PÁGINA
- - -
Fuente imagen: Hevel Niram
Por Fabianni Belemuski
Acabada ya la historia del siglo XX, acabada, o a punto de acabarse, tal como lo había predicho Fukuyama, la historia de la humanidad, el hombre ha entrado en una pendiente cuyo punto final es – paradójicamente – su completa deshumanización. El fin del hombre, dijo Foucault, el fin del hombre histórico, me atrevería a pronunciar yo, el fin del hombre que cuenta, que memoriza, que acontece en el mundo de un modo digno de contar, mágico, y el paso al homo natura, una creación tecnológica artificial, consecuencia horrorosa pero inevitable del desarrollo económico-tecnológico: bienvenido cuerpo sin órganos1. Consecuencia del capital, de este sistema bondadoso cuyo saber principal ha sido excitar el deseo en vista del consumo posterior, invirtiendo el actuar existencial en producción: producción desenfrenada y consumo, creación de necesidad y consumo, producción de producción, producción y consumo esquizoides.
- - -
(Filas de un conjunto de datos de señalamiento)
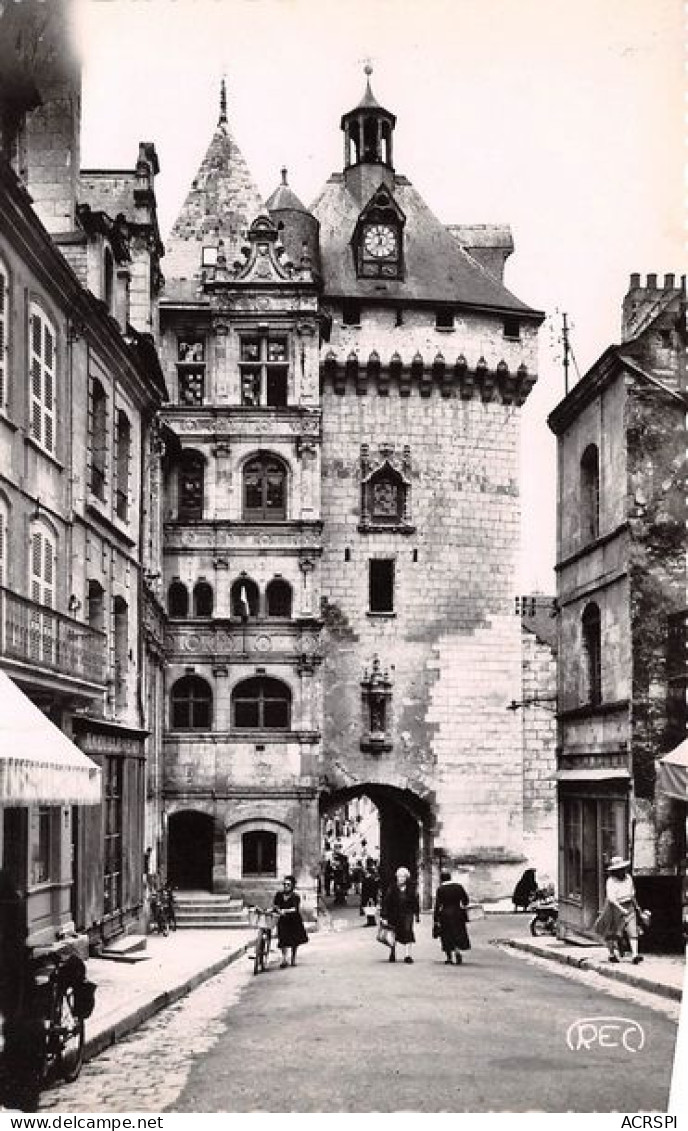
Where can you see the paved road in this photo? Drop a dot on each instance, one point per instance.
(346, 1032)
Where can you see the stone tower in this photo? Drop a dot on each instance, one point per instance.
(429, 361)
(240, 334)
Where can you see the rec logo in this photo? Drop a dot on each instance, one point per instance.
(590, 1033)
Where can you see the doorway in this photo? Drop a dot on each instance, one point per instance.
(190, 851)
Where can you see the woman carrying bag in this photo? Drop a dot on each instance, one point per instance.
(400, 908)
(619, 920)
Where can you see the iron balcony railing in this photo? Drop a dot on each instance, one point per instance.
(40, 636)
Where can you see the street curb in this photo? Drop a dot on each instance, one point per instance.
(587, 964)
(126, 1025)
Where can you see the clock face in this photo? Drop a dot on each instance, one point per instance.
(380, 241)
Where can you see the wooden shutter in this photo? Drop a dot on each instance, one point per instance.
(43, 378)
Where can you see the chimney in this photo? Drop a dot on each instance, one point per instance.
(48, 143)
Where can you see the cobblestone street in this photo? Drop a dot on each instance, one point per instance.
(351, 1033)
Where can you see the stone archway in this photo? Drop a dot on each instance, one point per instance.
(406, 823)
(190, 836)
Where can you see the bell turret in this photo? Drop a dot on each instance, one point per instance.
(368, 131)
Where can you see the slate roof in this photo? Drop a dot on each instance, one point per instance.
(221, 205)
(437, 268)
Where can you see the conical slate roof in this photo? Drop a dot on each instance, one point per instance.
(221, 205)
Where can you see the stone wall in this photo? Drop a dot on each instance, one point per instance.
(453, 646)
(539, 723)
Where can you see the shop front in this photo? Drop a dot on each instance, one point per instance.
(43, 776)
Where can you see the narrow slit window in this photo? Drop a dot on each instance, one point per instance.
(381, 585)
- - -
DESAFÍO 1
En el texto sobre el fin del hombre, ¿quién había predicho el fin de la historia?
DESAFÍO 2
Indica si cada afirmación coincide con el texto sobre el fin del hombre y cita las palabras que lo deciden:
(a) El texto atribuye a Foucault la expresión «el fin del hombre».
(b) El texto presenta el paso al homo natura como una consecuencia evitable del desarrollo económico-tecnológico.
(c) Según el texto, el saber principal del capital ha sido excitar el deseo.
DESAFÍO 3
Prolonga el texto sobre el fin del hombre a partir de su última oración.
Estas filas proceden de otra fuente.

RESPUESTA ESCRITA 1
Fukuyama.

RESPUESTA ESCRITA 2
(a) Sí: «El fin del hombre, dijo Foucault».
(b) No: «consecuencia horrorosa pero inevitable del desarrollo económico-tecnológico».
(c) Sí: «cuyo saber principal ha sido excitar el deseo en vista del consumo posterior».

RESPUESTA ESCRITA 3
Nos hemos vuelto locos y no lo sabemos. No podemos ver la locura disfrazada en el bienestar, porque el capital golpea en nuestro punto más débil: el deseo. Por fin un sistema invencible que ha conseguido adaptarse y readaptarse, indiferentemente de las penurias, crisis que ha tenido que vencer, produciendo más, legislando más, adaptando más aquellos códigos que se salían de sus esquemas, engullendo, en fin, como una bestia insaciable. En el capital todo cabe, incluso aquello que lo desprecia y lo critica. Es magnífico, magnífico en su horror indescriptible y su trasfondo es sutil, invisible pero innegable.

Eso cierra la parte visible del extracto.